— Start of Data —

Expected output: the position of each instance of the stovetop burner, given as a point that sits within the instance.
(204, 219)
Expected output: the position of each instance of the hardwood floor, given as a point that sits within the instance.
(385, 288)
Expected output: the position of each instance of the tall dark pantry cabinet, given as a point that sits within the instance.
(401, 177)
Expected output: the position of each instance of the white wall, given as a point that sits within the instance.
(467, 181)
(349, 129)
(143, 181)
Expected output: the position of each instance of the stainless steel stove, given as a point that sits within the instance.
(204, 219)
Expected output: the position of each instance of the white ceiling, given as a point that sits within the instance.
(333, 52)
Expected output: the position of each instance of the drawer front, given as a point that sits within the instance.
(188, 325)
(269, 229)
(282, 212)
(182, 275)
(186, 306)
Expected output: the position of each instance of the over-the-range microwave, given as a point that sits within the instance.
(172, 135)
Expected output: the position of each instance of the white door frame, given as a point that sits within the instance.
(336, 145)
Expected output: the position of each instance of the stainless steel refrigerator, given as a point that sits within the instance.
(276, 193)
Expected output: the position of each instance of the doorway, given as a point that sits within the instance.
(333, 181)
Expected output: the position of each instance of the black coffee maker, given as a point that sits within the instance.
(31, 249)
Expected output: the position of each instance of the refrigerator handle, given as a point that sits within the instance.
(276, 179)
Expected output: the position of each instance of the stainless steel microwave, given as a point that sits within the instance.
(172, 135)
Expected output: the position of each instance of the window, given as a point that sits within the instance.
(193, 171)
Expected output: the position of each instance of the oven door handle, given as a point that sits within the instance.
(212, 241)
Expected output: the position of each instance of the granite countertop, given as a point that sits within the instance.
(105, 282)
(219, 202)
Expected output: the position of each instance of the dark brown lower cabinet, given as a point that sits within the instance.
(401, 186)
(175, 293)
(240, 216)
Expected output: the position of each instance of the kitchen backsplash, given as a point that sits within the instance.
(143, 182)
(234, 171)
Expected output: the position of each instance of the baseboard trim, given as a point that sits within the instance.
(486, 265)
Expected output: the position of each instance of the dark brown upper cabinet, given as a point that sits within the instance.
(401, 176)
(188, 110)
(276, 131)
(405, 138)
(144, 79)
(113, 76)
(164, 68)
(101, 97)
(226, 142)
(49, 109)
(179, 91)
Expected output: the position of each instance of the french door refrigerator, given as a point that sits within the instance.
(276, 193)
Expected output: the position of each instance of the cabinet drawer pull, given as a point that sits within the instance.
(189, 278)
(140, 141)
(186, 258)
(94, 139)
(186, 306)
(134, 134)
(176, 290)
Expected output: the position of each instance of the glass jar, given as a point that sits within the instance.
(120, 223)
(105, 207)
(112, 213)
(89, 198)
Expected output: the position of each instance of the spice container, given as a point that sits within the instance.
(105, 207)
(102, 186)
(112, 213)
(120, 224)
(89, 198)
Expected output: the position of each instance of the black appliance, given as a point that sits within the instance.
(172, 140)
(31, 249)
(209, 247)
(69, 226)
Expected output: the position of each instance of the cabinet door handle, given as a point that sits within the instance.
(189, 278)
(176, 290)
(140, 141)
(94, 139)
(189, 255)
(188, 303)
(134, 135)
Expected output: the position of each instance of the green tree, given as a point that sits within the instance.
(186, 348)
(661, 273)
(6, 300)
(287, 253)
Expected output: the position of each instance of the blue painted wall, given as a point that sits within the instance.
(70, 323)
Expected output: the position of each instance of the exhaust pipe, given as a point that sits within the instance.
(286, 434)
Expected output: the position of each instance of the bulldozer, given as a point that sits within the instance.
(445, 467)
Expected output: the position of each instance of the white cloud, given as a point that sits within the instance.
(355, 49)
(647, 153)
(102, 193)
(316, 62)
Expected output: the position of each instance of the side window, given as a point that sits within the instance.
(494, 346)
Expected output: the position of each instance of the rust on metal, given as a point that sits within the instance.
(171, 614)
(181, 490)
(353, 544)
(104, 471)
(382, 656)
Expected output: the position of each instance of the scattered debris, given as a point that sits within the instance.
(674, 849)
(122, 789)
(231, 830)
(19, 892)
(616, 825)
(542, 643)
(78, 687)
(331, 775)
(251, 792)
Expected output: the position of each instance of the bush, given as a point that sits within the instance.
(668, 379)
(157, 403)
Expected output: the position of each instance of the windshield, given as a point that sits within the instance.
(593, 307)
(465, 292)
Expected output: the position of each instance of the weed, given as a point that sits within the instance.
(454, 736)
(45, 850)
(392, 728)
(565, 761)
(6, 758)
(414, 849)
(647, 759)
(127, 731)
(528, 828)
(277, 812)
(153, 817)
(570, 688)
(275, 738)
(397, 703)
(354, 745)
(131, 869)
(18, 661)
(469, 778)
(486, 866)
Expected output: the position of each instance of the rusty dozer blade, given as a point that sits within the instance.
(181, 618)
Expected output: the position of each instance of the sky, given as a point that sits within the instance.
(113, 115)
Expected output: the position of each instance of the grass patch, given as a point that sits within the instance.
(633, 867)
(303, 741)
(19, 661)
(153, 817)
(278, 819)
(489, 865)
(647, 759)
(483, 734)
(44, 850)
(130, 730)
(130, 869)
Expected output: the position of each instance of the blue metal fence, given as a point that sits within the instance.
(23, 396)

— End of Data —
— Start of Data —

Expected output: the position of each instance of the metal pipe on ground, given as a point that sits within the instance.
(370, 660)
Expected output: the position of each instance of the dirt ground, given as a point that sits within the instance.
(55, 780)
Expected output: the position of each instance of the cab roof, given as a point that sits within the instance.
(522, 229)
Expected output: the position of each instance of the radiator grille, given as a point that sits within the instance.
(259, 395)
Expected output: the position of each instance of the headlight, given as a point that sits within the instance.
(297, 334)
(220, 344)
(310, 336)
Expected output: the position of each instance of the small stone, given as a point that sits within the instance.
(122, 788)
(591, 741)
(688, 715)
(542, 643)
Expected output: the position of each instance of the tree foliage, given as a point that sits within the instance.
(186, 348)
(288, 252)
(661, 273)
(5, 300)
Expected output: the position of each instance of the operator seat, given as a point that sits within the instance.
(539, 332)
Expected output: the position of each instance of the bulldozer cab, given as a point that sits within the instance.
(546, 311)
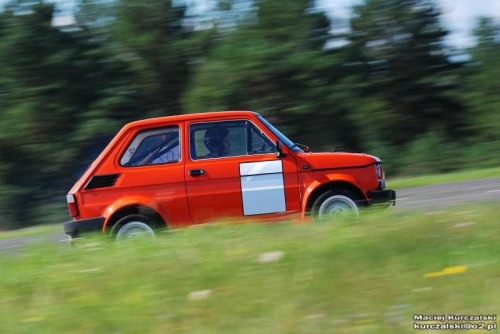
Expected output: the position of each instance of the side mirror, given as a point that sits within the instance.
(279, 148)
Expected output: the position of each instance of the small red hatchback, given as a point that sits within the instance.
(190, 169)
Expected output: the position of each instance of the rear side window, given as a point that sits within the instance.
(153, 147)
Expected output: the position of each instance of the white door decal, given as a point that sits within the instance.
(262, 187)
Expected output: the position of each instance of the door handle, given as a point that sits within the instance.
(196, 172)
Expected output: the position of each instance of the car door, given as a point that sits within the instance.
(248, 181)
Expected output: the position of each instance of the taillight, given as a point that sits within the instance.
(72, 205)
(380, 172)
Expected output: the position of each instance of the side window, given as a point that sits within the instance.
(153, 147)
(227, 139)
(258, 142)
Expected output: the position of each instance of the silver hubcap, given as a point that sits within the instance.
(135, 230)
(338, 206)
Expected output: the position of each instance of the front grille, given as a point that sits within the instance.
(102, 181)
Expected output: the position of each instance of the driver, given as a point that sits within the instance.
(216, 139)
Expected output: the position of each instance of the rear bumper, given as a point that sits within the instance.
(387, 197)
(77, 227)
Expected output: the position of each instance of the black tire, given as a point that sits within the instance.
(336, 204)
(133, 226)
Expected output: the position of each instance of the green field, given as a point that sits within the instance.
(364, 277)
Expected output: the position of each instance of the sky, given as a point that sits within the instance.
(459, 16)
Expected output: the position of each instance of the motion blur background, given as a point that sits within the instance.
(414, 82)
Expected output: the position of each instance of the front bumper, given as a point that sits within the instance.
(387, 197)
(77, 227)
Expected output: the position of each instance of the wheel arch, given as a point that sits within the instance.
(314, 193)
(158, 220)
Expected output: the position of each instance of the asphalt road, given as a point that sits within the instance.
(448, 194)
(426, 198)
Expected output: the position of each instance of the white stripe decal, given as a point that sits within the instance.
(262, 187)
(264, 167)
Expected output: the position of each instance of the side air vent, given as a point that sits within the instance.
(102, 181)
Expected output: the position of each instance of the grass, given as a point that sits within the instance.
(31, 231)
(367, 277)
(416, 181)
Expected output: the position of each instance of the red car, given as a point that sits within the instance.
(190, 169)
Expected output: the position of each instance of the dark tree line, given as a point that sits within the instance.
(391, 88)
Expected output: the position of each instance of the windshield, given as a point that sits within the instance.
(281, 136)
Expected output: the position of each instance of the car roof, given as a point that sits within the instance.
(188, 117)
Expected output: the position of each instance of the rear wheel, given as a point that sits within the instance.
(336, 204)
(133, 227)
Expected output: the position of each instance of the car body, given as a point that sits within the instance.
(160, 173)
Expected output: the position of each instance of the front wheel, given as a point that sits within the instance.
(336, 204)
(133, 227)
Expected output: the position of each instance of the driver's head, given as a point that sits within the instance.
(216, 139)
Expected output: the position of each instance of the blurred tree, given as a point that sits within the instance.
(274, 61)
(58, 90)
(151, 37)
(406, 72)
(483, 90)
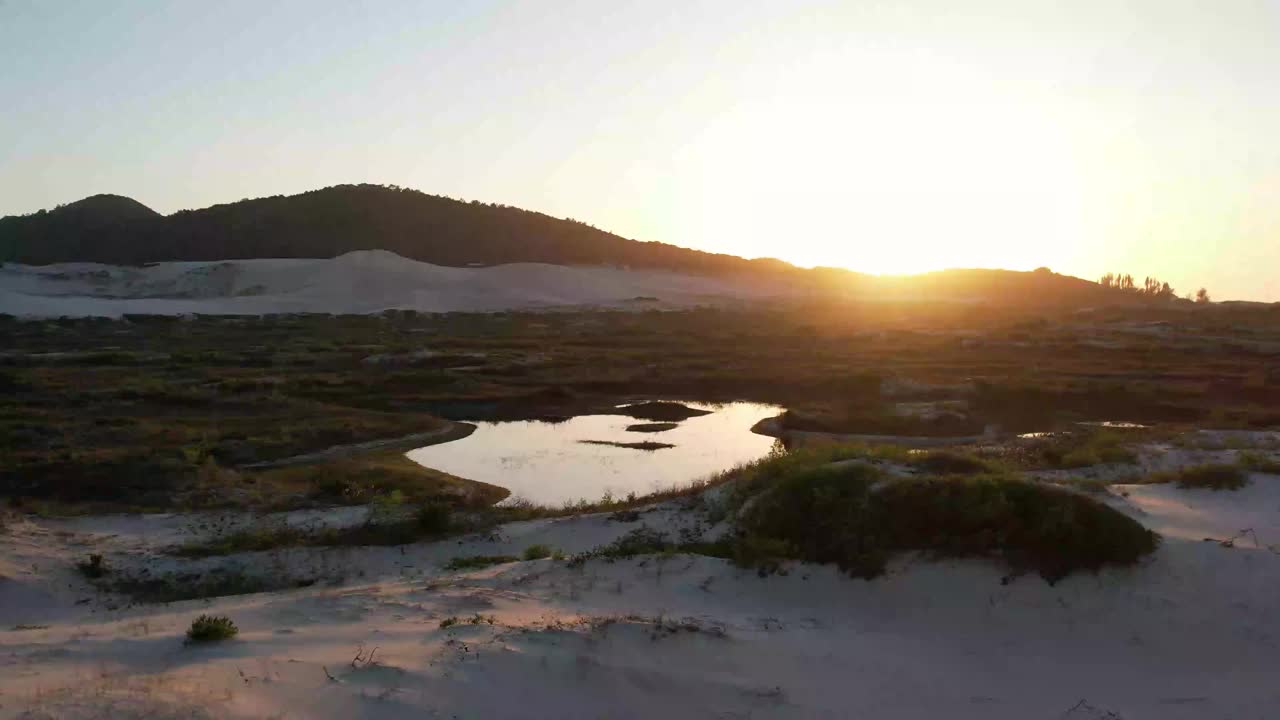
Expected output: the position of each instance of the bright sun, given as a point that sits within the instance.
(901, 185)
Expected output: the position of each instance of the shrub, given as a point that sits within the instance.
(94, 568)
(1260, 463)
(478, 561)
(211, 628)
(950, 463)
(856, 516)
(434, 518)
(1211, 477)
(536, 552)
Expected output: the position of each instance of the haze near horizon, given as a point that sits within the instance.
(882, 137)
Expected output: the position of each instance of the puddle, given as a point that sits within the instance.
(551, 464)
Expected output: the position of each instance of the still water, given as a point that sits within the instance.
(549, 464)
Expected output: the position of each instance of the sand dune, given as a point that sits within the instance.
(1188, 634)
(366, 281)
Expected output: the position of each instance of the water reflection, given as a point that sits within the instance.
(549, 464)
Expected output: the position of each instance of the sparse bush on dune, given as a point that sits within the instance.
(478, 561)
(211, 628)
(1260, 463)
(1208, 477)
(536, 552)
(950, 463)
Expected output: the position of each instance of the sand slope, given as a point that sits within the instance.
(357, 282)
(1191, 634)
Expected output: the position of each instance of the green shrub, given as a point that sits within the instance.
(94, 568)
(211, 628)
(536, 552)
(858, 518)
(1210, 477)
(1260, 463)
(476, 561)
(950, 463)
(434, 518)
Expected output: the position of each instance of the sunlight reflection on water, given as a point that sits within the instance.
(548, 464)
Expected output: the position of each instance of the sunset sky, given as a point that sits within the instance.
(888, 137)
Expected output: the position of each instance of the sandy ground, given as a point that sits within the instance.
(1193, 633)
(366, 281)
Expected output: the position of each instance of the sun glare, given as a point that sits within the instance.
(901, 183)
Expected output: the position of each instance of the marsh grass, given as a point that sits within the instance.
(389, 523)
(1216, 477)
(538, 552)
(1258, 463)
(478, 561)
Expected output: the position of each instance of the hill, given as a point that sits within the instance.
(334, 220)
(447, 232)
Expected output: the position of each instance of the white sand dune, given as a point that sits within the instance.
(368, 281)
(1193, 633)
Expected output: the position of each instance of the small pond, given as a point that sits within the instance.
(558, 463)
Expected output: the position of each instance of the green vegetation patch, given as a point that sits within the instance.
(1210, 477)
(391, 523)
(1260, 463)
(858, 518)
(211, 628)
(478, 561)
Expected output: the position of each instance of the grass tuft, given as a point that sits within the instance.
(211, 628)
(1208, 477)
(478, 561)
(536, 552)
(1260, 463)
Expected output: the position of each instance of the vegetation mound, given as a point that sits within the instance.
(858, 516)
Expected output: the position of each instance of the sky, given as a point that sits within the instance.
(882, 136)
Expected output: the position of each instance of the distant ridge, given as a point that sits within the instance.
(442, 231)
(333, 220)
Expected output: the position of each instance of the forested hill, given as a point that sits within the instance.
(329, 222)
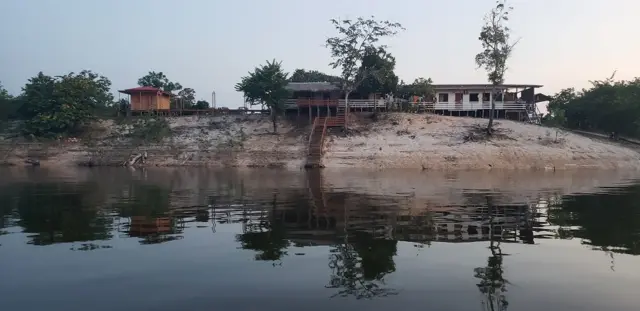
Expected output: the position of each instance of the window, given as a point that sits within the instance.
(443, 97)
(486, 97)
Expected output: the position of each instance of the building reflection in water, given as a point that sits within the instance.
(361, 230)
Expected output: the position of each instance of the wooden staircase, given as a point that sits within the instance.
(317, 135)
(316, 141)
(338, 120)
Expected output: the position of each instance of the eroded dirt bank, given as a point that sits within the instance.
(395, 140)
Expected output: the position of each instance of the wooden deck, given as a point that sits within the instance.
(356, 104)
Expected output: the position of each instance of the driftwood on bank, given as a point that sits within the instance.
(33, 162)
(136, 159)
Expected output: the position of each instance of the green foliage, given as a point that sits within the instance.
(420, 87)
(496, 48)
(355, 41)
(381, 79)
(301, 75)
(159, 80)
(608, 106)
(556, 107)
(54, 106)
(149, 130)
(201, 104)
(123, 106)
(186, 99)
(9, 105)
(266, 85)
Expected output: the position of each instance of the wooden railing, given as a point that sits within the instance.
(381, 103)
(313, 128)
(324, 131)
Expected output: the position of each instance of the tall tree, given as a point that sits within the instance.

— End of Data —
— Start of Data —

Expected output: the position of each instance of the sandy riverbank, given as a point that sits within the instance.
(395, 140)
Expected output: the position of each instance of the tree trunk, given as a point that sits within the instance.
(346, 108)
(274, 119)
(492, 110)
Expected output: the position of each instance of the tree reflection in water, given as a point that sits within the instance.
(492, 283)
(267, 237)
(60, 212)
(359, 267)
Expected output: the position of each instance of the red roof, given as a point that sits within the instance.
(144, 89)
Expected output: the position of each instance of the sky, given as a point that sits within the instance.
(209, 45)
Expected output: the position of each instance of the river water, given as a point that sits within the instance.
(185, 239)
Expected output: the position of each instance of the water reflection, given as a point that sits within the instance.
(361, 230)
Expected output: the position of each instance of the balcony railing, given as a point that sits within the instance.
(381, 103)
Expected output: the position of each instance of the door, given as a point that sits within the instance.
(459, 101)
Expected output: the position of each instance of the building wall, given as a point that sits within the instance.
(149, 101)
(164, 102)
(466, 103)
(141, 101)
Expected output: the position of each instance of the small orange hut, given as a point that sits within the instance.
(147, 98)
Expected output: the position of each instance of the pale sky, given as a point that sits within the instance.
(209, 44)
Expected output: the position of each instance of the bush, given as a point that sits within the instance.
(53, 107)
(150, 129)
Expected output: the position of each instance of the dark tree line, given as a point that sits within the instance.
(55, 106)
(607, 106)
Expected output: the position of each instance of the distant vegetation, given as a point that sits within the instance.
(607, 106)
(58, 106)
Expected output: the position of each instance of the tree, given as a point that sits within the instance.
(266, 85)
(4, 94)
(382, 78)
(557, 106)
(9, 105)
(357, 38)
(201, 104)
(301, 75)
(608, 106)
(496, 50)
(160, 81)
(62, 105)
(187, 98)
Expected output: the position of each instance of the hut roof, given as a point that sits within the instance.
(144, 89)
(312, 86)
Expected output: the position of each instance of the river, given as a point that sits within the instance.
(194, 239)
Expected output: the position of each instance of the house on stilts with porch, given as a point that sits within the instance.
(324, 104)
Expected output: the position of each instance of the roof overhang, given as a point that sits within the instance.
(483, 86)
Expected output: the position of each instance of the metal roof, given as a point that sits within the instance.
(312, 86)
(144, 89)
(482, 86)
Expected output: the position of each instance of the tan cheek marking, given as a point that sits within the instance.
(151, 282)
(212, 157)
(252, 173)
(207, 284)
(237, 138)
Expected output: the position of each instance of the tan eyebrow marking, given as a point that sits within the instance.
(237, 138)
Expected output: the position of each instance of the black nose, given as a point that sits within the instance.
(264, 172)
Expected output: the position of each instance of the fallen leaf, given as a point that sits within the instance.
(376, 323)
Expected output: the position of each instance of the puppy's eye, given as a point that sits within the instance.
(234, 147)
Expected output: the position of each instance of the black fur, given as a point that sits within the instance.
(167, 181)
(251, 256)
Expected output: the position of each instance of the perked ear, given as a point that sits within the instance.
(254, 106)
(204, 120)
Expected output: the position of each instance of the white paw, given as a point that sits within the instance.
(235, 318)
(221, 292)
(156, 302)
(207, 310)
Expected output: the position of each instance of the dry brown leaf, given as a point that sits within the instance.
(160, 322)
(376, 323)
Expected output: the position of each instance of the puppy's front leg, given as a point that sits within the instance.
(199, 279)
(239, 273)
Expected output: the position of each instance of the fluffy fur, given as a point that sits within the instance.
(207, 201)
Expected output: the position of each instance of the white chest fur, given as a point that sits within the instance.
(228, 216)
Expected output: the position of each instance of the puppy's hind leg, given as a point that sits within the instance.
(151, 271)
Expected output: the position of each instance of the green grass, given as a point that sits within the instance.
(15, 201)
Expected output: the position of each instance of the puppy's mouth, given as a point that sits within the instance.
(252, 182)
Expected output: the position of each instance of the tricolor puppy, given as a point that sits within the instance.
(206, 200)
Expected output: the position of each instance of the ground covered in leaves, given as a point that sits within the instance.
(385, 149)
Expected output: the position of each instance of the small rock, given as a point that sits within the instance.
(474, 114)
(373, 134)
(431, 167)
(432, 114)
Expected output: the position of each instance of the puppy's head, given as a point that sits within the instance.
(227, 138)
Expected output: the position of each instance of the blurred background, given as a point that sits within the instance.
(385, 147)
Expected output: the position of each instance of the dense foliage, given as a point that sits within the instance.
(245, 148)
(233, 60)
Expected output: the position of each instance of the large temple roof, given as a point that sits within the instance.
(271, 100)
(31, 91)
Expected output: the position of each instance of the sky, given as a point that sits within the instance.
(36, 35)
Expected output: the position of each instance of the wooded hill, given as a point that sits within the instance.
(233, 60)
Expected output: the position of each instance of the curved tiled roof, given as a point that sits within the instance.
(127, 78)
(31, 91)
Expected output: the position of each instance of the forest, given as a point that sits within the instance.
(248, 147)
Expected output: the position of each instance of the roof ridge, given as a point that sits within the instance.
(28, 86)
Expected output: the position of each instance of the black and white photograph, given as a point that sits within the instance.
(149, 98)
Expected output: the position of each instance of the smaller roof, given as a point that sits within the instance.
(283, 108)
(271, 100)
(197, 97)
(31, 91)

— End of Data —

__Exercise task__
Count the lines in the listing above that contain the string "microwave". Give only the number.

__Correct answer__
2